→ Input data
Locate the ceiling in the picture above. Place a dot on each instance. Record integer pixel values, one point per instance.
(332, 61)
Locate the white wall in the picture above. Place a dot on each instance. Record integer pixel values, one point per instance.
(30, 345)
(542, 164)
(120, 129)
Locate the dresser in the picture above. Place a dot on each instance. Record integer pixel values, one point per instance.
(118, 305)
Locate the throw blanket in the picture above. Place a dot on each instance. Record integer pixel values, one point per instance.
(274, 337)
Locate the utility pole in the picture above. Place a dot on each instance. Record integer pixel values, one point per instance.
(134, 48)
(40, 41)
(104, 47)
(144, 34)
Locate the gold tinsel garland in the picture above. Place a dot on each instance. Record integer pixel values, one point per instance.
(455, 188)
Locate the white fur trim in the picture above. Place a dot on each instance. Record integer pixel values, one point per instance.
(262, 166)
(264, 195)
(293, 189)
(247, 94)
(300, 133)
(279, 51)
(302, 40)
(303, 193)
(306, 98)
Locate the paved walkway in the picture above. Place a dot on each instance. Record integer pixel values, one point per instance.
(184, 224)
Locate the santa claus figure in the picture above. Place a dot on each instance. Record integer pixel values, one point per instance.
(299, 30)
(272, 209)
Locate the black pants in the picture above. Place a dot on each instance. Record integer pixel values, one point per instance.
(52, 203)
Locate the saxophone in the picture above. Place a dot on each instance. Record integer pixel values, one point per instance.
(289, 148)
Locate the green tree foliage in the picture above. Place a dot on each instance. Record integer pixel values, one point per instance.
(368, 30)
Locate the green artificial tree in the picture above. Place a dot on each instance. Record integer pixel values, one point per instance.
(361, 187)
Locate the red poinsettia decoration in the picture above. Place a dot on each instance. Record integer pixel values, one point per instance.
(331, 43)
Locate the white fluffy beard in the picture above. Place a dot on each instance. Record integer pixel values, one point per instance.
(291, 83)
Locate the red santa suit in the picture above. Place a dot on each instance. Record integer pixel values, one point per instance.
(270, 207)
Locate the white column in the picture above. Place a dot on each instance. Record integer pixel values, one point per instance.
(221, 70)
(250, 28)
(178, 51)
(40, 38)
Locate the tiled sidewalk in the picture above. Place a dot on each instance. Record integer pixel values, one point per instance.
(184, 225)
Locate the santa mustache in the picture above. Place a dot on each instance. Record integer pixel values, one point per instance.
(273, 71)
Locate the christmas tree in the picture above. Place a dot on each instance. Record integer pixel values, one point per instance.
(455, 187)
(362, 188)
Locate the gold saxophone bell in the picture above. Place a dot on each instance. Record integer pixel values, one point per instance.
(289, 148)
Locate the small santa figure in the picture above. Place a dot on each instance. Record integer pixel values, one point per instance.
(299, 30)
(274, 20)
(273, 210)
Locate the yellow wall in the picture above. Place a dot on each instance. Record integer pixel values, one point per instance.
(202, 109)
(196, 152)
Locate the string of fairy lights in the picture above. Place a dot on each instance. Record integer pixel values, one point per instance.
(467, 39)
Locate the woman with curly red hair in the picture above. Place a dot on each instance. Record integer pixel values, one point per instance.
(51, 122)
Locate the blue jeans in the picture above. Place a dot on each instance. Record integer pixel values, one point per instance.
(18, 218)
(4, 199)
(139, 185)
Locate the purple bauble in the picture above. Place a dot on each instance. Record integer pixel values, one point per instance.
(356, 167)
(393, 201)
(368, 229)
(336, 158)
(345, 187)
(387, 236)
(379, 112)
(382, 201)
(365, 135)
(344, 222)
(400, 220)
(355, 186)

--

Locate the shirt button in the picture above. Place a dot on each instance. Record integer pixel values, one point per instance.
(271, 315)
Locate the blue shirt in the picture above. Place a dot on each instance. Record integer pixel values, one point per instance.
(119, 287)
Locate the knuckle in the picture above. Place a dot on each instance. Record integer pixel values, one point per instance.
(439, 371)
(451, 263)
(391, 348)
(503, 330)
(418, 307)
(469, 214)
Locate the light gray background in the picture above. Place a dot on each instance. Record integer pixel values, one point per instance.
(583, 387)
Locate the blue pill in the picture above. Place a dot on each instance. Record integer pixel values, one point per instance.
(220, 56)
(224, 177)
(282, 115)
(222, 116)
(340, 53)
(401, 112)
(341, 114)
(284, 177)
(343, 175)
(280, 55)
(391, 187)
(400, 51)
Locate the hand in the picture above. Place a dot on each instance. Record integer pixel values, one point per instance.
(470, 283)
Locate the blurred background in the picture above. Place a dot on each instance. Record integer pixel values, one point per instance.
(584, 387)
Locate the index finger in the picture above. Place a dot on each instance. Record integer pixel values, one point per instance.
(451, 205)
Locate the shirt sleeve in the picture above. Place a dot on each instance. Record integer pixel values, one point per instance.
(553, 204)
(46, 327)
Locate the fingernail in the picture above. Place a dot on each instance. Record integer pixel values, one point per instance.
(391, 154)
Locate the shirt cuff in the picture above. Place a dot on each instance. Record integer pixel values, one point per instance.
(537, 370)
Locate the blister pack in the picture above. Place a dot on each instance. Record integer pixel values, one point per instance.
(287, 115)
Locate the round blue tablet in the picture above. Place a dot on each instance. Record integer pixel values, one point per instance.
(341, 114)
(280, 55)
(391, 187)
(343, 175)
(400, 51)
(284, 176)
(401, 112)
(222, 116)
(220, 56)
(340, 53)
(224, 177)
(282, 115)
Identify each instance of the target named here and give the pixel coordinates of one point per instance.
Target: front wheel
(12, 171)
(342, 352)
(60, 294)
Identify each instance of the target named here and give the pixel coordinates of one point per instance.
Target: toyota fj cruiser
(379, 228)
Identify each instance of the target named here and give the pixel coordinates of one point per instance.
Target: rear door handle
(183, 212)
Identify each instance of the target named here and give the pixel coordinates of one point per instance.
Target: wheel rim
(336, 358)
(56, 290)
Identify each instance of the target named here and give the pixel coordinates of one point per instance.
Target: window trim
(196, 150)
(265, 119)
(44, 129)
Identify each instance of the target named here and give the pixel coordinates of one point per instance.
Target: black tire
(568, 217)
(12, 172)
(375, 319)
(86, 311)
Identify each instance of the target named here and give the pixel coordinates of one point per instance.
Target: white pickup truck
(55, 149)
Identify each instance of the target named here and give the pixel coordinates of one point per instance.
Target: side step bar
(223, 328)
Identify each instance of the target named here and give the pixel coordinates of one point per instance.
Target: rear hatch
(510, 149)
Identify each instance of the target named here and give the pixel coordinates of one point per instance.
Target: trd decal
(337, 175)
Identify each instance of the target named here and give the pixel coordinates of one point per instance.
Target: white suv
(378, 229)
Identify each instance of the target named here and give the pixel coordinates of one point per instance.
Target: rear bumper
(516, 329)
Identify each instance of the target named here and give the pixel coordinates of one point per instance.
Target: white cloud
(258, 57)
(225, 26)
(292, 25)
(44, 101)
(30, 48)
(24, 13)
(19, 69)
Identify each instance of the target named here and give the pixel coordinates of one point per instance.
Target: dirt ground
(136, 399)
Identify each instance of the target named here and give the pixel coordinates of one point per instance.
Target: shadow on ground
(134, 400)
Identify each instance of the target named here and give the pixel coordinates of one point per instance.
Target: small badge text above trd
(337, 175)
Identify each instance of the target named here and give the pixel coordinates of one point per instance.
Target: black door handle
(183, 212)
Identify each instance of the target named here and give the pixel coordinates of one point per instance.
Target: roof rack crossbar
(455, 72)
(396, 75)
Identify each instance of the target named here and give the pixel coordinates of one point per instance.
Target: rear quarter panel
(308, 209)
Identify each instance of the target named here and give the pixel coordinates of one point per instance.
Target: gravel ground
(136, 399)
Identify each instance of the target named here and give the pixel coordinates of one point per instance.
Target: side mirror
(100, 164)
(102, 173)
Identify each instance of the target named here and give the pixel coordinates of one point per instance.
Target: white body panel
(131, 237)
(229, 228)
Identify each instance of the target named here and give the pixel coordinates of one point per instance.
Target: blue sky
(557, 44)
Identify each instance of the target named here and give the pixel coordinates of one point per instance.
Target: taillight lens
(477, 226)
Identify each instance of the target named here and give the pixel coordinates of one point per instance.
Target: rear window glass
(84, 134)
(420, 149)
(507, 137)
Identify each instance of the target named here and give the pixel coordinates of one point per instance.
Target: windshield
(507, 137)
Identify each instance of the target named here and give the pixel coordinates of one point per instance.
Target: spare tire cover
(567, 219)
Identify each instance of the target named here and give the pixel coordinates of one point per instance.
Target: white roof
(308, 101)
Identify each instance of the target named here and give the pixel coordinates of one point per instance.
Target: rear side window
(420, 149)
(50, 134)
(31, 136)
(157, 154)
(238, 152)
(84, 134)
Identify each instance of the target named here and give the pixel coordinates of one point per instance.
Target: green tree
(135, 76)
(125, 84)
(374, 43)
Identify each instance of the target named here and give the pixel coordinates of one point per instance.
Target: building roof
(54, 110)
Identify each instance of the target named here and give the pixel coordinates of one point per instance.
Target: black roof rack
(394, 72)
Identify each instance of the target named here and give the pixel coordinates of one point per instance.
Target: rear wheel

--

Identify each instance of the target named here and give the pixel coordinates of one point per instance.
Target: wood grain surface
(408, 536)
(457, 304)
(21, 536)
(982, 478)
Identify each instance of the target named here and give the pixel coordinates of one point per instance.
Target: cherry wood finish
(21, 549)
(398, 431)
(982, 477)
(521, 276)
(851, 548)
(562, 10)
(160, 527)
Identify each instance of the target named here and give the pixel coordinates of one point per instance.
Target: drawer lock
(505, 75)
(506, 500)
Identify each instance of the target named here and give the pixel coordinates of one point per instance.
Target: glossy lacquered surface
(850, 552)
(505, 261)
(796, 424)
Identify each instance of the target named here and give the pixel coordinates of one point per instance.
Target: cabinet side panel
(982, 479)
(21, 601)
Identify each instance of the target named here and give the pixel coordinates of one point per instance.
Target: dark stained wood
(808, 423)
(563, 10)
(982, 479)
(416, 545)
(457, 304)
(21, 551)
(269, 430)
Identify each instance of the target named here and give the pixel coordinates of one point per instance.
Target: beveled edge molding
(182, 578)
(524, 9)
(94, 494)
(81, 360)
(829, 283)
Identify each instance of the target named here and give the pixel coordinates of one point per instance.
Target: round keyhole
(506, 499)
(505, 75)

→ Work order
Here the output must be the lines above from the line with "Target: blue sky" to the line with "Target: rear wheel", both included, duplicated word for word and nothing else.

→ Output for this exercise
Target: blue sky
(557, 44)
Identify each instance of the target named here and give the pixel coordinates of one point per instance.
Target: taillight lens
(477, 226)
Identify each instance of the target named here and give the pixel coordinates of one point per instance.
Target: rear window glass
(84, 134)
(420, 149)
(507, 137)
Identify each instance of the target named here and give the pixel coordinates of one point per instance.
Target: windshield
(507, 137)
Identify each instance of the target named here and give the pixel coordinates of one point per instance.
Target: spare tire cover
(567, 219)
Identify each instance of the target named here and give the pixel coordinates of one point per instance.
Target: white roof
(308, 101)
Identify each instance of the target named here and give the pixel coordinates of one point per instance.
Target: rear side window
(420, 149)
(50, 134)
(31, 136)
(157, 154)
(238, 152)
(84, 134)
Identify each instance of the target named here and give the pixel coordinates of one point per instance.
Target: green tree
(135, 76)
(125, 84)
(374, 43)
Identify each instance of the target named here and give the pixel coordinates of one point per instance.
Target: building roof
(54, 110)
Identify each instance of the target named here and give the pixel coordinates of one point per instance.
Target: black roof rack
(394, 72)
Identify each instance of the target named here and give the pixel coordinates of one point per instance.
Target: rear wheel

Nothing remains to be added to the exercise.